____ Teks yang Diberikan

Beda dalam Cara Sama dalam Tujuan
Oleh: K.H. Abdurrahman Wahid
Berikut ini rekaman kata sambutan Gus Dur dalam peringatan Asyura 1414 akhir Juni lalu, yang diadakan oleh Forum Silaturahmi ahlul-Bait (Syiah) di Masjid Al-Munawaroh Ciganjur. Banyak terungkap fakta sejarah Islam Indonesia yang baru. Dari sini kita juga tahu bagaimana Ketua Umum PBNU itu menyikapi Syiah.
Di masjid Al-Munawaroh ini, diadakan peringatan malam Asyura. Artinya hari ke-10 bulan Muharam. Yaitu peringatan gugurnya Sayyidina Husain Bin Sayyidina Ali. Hari yang senantiasa diperingati kaum muslimin dengan cara masing-masing. Di daerah ini, musola-musola dan masjid-masjid memperingati dengan cara membacakan ayat Kursi 50 kali. Sekarang giliran Forum Silaturahmi Ahlul-Bait.
Ini pertama kali, kami memperoleh penghormatan dari Forum Silaturahmi Ahlul-Bait yang menyelenggarakan peringatan tersebut. Banyak warga jamaah masjid Al-Munawarroh baru pertama kali ini bertemu dengan kawan-kawan yang begitu datang saja sudah berbeda tongkrongannya. Memakai baju hitam sebagi tanda berkabung atas gugurnya Imam Husain. Ini hanya karena belum kenal saja, maka terasa kaku. Kalau sudah kenal, lama-lama tidak masalah. Sebab dua-duanya mempunyai sisi yang baik. Jamaah masjid Al-Munawaroh menghormati keluarga Nabi besar Muhammad SAW. Mereka tidak pernah melupakan keluarga itu karena merupakan ajaran yang telah diwariskan turun temurun.

________

Tujuan:
**a.** Tentukan apakah setiap pernyataan berikut sesuai dengan teks tentang peringatan Asyura. Jawab ya atau tidak, lalu kutip kata-kata teks yang menjadi penentunya. (i) Musola dan masjid di daerah itu memperingati Asyura dengan membacakan ayat Kursi 50 kali. (ii) Asyura jatuh pada hari ke-20 bulan Muharam. (iii) Baju hitam dipakai sebagai tanda berkabung atas gugurnya Imam Husain.
**b.** Lanjutkan teks tentang peringatan Asyura dari kalimat terakhir yang ditampilkan.

____ Bahan yang Diberikan

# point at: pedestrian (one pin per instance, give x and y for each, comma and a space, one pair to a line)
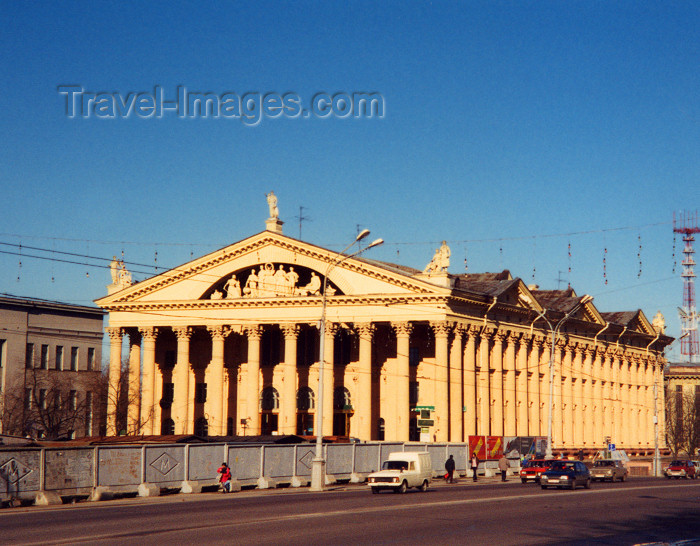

________

Hasil per Tugas:
**a.**
(i) Ya: "musola-musola dan masjid-masjid memperingati dengan cara membacakan ayat Kursi 50 kali"
(ii) Tidak: "Artinya hari ke-10 bulan Muharam"
(iii) Ya: "tanda berkabung atas gugurnya Imam Husain"

**b.**
Demikian pula di daerah lain di Indonesia, walaupun bermazab Sunni, tetap menghormati dan memberikan tempat yang setinggi-tingginya kepada Ahlul-Bait. Dzuriyatur-rasul di kalangan kaum muslim di Indonesia merupakan orang-orang pilihan yang dihormati. Para habaib, para syurofa dihormati sebagai upaya memperoleh barakah dari orang yang membawa agama Islam yang sampai kepada kita semua.
Dengan meminta doa dari para habaib dan ulama besar, kita mengharap syafaat dari junjungan kita itu. Memang ada tekanan yang berbeda pada kami di Indonesia. Selama ini kami tidak pernah merayakan Asyura secara terbuka. Sikap itu didorong oleh keinginan untuk memelihara persatuan kaum muslimin sekuat mungkin, mengingat sejarah Islam itu penuh dengan perpecahan-perpecahan.
Tetapi kita juga mengakui saudara-saudara yang memaparkan kebenaran, bahwa kezaliman tidak dapat dibiarkan terus-menerus. Bahkan muslim yang dihormati sekalipun kalau melakukan kesalahan dan mengerjakan ketidakadilan harus dilawan. Di satu sisi dipelihara keutuhan dan kesatuan kita, agar supaya nilai-nilai Islam dapat berkembang dalam kehidupan dengan sebaik-baiknya, ibadah dapat ditegakkan sebagai wujud dari ketundukan kita pada Allah SWT, jaminan bahwa Islam dilaksanakan dalam keadaan masyarakat mengalami kemantapan hidup.
Dorongan dan gema keinginan bersatu inilah yang menyelimuti kehidupan kaum muslimin selama ini. Tetapi, kalau memang kita kaum muslimin yang benar, maka ukuran kita adalah nilai-nilai agama, berlangsungnya ibadah dengan benar, dan tegaknya keadilan.
Kalau ukuran-ukuran itu yang kita pakai, tentu kita sejalan dengan kawan-kawan yang menegakkan keadilan dan secara terbuka menginginkan adanya keadilan. Ini wajar-wajar saja. Memang berbeda cara dan pendekatan walaupun kejujuran kepada nilai-nilai Islam membuat orang harus sama pendiriannya.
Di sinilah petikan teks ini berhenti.